* EXERCISE PROMPT: What follows is a listing; give it again exactly, in its entirety.
-------
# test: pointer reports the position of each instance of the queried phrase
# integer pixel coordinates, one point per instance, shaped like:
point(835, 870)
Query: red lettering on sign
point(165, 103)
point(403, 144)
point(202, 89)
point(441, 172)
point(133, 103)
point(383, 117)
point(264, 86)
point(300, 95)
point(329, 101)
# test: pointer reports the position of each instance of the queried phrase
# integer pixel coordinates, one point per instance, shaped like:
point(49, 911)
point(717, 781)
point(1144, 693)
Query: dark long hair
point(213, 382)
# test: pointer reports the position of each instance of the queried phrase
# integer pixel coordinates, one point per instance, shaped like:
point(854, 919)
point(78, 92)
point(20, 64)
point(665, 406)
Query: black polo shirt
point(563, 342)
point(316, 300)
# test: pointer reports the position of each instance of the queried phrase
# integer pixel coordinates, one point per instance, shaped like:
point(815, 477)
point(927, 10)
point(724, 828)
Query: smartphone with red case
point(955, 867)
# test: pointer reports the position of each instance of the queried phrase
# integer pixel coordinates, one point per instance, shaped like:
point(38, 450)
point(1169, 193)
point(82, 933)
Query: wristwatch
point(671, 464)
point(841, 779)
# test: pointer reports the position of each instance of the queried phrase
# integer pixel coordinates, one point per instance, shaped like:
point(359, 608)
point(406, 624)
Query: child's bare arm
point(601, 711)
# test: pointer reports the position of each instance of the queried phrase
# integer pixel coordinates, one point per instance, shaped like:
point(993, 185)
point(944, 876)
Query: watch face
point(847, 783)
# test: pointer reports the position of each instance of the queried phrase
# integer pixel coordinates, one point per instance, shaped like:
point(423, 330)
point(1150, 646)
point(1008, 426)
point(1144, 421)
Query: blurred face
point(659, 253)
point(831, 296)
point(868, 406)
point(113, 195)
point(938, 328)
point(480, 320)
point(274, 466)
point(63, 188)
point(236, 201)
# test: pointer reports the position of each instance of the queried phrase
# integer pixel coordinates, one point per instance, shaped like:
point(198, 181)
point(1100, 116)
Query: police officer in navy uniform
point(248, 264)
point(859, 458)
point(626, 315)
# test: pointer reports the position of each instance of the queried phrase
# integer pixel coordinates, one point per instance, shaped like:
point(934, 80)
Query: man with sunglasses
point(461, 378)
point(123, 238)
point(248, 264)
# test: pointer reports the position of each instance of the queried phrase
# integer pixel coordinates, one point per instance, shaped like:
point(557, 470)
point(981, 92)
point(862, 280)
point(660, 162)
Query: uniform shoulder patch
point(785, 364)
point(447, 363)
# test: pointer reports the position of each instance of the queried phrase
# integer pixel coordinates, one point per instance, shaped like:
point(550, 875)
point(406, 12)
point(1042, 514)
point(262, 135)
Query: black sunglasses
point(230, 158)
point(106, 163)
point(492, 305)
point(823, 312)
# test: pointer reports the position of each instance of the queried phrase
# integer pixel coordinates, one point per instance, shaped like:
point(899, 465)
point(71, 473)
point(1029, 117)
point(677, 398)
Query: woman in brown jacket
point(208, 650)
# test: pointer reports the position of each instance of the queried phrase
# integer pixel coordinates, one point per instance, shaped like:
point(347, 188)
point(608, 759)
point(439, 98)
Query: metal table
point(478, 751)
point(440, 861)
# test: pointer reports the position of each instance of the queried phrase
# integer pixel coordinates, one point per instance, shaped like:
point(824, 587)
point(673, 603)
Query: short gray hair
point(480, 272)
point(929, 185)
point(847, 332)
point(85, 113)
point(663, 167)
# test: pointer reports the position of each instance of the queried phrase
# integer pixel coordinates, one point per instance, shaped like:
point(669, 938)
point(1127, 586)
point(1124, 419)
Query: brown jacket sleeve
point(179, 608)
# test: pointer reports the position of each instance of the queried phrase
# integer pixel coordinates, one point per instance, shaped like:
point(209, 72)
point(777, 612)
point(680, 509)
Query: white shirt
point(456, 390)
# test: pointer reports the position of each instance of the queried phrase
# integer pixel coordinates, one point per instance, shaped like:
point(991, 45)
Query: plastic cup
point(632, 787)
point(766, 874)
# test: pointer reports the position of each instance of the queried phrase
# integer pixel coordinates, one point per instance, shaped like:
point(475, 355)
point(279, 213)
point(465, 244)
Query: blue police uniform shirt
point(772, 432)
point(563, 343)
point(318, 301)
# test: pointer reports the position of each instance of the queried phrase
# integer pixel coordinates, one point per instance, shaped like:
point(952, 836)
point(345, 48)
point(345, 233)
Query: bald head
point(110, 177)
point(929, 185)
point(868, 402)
-------
* CORRECT RESULT:
# test: pointer reports the position of each instance of the queried phrase
# integer pixel coordinates, one point per instance, shaped like:
point(835, 870)
Query: red lettering on sign
point(165, 103)
point(403, 144)
point(202, 89)
point(441, 172)
point(133, 103)
point(383, 117)
point(264, 86)
point(300, 95)
point(329, 101)
# test: pointer reports the position of each instance of the queried phrase
# integer pixel coordinates, one point per instance, shaped like:
point(49, 911)
point(717, 781)
point(1144, 693)
Query: dark long hair
point(213, 382)
# test: pointer reports the position of each instance of the queried phrase
# integer pixel coordinates, one point per instance, shaped like:
point(854, 919)
point(78, 92)
point(20, 64)
point(665, 406)
Query: black polo shirt
point(563, 342)
point(316, 300)
# test: pointer reports the position of each instance of the queried phrase
# integer pixel coordinates, one point per instance, shaped like:
point(815, 477)
point(927, 10)
point(724, 828)
Query: smartphone with red case
point(955, 867)
# test: pointer reports the position of each instance of the queried phrase
# integer pixel coordinates, one point per instance, shaped like:
point(38, 450)
point(1169, 193)
point(82, 933)
Query: wristwatch
point(671, 464)
point(841, 779)
# test: pointer reports the position of each instance of the queried phrase
# integer pixel coordinates, one point per instance, shaped like:
point(359, 608)
point(406, 624)
Query: child's bare arm
point(601, 711)
# test: pointer reports the position of each instance of the queried phrase
# integer pixel coordinates, one point per instance, shaped like:
point(993, 185)
point(944, 876)
Query: watch face
point(847, 783)
# test: pointer reports the position of each instance of the queried phrase
# integer pixel coordinates, one point per instance, shaped like:
point(423, 330)
point(1150, 646)
point(1008, 426)
point(1144, 421)
Query: blurred face
point(659, 253)
point(831, 296)
point(868, 406)
point(113, 195)
point(938, 328)
point(480, 320)
point(274, 466)
point(63, 188)
point(236, 201)
# test: pointer reports the position of each instance of the queried phrase
# integer pixel coordinates, one point per instance, shaped like:
point(198, 181)
point(1100, 116)
Query: police officer in navy uniform
point(248, 264)
point(859, 458)
point(626, 315)
# test: pointer reports the position of each instance of the queried phrase
# integer pixel coordinates, one point per instance, shaped like:
point(934, 80)
Query: man with sunglasses
point(461, 378)
point(123, 238)
point(248, 264)
# test: pointer reports the position of each instance of the queried phrase
# integer pixel coordinates, one point per instance, shaped like:
point(557, 470)
point(981, 92)
point(862, 280)
point(660, 162)
Query: uniform shoulder patch
point(785, 364)
point(447, 363)
# test: pointer reports the position of each instance of the queried phrase
# integer pixel coordinates, one point per instance, shaped like:
point(550, 875)
point(406, 12)
point(1042, 514)
point(262, 135)
Query: black sunglasses
point(230, 158)
point(106, 163)
point(492, 305)
point(823, 312)
# test: pointer reports the position of each instance of the queried phrase
# integer pixel coordinates, one point per instance, shaped like:
point(899, 465)
point(71, 473)
point(1029, 117)
point(677, 398)
Query: woman in brown jacket
point(208, 650)
# test: pointer reports the position of each instance of the queried phrase
# integer pixel coordinates, one point per instance, shaped like:
point(347, 188)
point(608, 759)
point(439, 98)
Query: metal table
point(478, 751)
point(440, 861)
# test: pointer reports the position of each instance of the queried phrase
# integer pixel coordinates, one point per instance, shaped like:
point(824, 587)
point(673, 603)
Query: short gray hair
point(480, 272)
point(929, 185)
point(847, 332)
point(85, 113)
point(663, 167)
# test: pointer reports the position of each instance of the queried phrase
# integer pixel coordinates, one point per instance, shaped like:
point(669, 938)
point(1127, 586)
point(1124, 419)
Query: brown jacket sleeve
point(179, 608)
# test: pointer reports the position of each instance of the queried phrase
# integer pixel coordinates, one point per instance, shaped like:
point(209, 72)
point(777, 612)
point(680, 509)
Query: white shirt
point(456, 390)
# test: pointer reports the position of each instance of the queried phrase
# integer pixel coordinates, one point per instance, shaped like:
point(991, 45)
Query: plastic cup
point(632, 787)
point(766, 874)
# test: pointer reports the position of each instance of the queried phrase
# integer pixel coordinates, one point per instance, shaped like:
point(475, 355)
point(279, 213)
point(465, 244)
Query: blue police uniform shirt
point(772, 432)
point(563, 343)
point(318, 301)
# test: pointer reports the position of each instance of the queried phrase
# integer pixel coordinates, one point per instance, shaped like:
point(952, 836)
point(345, 48)
point(345, 233)
Query: bald head
point(110, 177)
point(929, 185)
point(868, 402)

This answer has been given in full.